◆ Supplied text
● ● ● ● ● ● ●

Now that September is in full swing, most kids and young adults are back in the classroom, meaning that millions of working parents are trying to help their kids navigate a host of academic stress. And parents and nonparents alike are staring their own educational gremlins in the face, too, returning to the classroom themselves in the quest for self-development and career growth.

"While some stress is normal, when not managed effectively, excessive stress can impact productivity and performance, affect your physical and emotional health, and negatively impact your relationships and family life," says therapist Tanya Chesla, LMSW.

Clinical psychologist Dr. Mary Beth Cull adds that dealing with great stress can influence all other areas of your life. People can be much less present for those areas than they ordinarily would be.

"However, by managing stress effectively," says Chesla, "there is a real opportunity to not only balance your activities, but also to create a family that thrives when taking on new challenges."

Plus, Chesla says, kids can benefit from watching parents managing multiple priorities while staying well. Healthy examples can reinforce the lessons you want to teach.

What to watch for as you head back to class

Cull and Chesla both agree that anxiety and depression are the most common mental health issues they see, and both of those issues can get worse when you pile on the stress of going back to school.

But Cull cautions that stress and transition can bring any of our unique vulnerabilities to the surface, be that substance abuse, emotional eating or other issues. So it's important to recognize that the struggle one person experiences as classes roll isn't necessarily going to look like someone else's, and appropriate support can be very different, too.

Focusing on the most common issues of anxiety and depression, Chesla says there a few key factors that can spell trouble:

  • Lack of a support system
  • Neglecting self-care
  • Inability to switch off and set boundaries
  • Imposter syndrome

Cull adds that transitions are difficult largely because they hold so much uncertainty--most people tend to prefer the sense that they know what's coming next. Added responsibilities have an impact, too. And often what happens is that, rather than acknowledging and accepting their swirling feelings and uncertainties, people double down on go-to coping strategies even when those strategies don't work. They often get self-critical and blame themselves to the detriment of their self-esteem, erroneously thinking their negative self-talk somehow will motivate them to keep working and trying hard.

● ● ● ● ● ● ●

◆ Data provided

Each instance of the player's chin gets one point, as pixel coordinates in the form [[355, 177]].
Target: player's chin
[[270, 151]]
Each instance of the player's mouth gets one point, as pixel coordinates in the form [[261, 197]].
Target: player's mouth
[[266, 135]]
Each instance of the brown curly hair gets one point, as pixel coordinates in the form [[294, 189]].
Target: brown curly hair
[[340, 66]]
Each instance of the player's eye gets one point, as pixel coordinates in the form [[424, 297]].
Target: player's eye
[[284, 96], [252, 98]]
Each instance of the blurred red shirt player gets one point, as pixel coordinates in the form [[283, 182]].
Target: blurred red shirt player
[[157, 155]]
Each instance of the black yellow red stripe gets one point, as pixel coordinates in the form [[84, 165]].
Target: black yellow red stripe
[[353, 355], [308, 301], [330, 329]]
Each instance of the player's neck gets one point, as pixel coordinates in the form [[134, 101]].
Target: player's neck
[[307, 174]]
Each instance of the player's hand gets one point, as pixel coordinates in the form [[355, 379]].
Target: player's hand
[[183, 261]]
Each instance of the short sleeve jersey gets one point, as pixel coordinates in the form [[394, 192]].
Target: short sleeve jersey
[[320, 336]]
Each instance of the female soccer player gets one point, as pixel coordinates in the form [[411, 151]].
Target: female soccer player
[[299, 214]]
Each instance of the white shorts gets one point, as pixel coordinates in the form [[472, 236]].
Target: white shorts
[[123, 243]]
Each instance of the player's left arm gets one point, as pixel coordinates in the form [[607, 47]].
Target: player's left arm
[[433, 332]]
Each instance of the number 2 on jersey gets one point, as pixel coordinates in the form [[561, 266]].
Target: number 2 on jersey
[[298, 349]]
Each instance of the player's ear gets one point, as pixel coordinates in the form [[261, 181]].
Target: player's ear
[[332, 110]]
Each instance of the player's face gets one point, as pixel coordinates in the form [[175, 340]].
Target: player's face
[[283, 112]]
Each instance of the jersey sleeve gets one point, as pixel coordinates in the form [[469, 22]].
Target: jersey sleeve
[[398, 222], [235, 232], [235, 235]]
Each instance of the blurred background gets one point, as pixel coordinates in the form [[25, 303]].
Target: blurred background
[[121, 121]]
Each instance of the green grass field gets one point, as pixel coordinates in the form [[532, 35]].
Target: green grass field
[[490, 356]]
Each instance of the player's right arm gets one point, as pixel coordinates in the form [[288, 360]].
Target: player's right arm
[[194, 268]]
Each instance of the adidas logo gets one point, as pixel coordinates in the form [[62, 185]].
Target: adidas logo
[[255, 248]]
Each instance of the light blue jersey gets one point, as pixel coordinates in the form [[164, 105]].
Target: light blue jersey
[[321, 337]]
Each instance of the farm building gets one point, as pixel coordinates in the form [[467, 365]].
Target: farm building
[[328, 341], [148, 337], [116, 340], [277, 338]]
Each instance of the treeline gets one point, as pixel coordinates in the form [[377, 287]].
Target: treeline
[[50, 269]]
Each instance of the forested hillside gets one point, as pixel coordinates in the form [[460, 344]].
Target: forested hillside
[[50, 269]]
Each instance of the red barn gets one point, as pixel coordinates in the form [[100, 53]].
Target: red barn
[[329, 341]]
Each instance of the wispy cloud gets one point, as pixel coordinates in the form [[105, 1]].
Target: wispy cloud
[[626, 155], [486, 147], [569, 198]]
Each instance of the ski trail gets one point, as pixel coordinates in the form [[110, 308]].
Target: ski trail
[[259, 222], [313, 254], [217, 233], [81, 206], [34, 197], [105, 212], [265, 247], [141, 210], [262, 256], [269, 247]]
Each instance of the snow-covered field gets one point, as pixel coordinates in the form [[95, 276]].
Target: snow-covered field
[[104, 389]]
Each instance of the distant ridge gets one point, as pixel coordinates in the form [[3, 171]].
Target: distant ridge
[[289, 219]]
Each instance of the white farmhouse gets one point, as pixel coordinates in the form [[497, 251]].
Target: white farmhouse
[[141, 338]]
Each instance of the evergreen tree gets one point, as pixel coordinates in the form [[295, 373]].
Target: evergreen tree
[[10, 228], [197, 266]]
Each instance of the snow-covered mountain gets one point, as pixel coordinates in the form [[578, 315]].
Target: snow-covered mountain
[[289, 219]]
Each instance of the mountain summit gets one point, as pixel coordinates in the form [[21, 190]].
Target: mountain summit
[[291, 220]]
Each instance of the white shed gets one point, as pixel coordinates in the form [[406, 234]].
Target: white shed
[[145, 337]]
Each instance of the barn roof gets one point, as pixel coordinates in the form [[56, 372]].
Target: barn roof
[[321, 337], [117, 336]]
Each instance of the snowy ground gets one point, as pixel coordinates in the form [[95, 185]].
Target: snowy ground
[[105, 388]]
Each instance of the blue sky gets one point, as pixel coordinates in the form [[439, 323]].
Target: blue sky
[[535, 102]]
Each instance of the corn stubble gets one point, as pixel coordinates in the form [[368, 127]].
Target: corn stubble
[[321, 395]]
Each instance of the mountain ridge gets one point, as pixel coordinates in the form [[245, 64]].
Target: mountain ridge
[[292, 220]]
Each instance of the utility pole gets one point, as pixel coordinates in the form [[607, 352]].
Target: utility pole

● ● ● ● ● ● ●

◆ Required work
In the back-to-school stress article, copy the passage between "Cull adds that transitions" and "and trying hard.", inclusive, swapping "detriment" for "harm". The records are separate material and have nothing to do with the back-to-school stress article.

◆ Problem solution
Cull adds that transitions are difficult largely because they hold so much uncertainty--most people tend to prefer the sense that they know what's coming next. Added responsibilities have an impact, too. And often what happens is that, rather than acknowledging and accepting their swirling feelings and uncertainties, people double down on go-to coping strategies even when those strategies don't work. They often get self-critical and blame themselves to the harm of their self-esteem, erroneously thinking their negative self-talk somehow will motivate them to keep working and trying hard.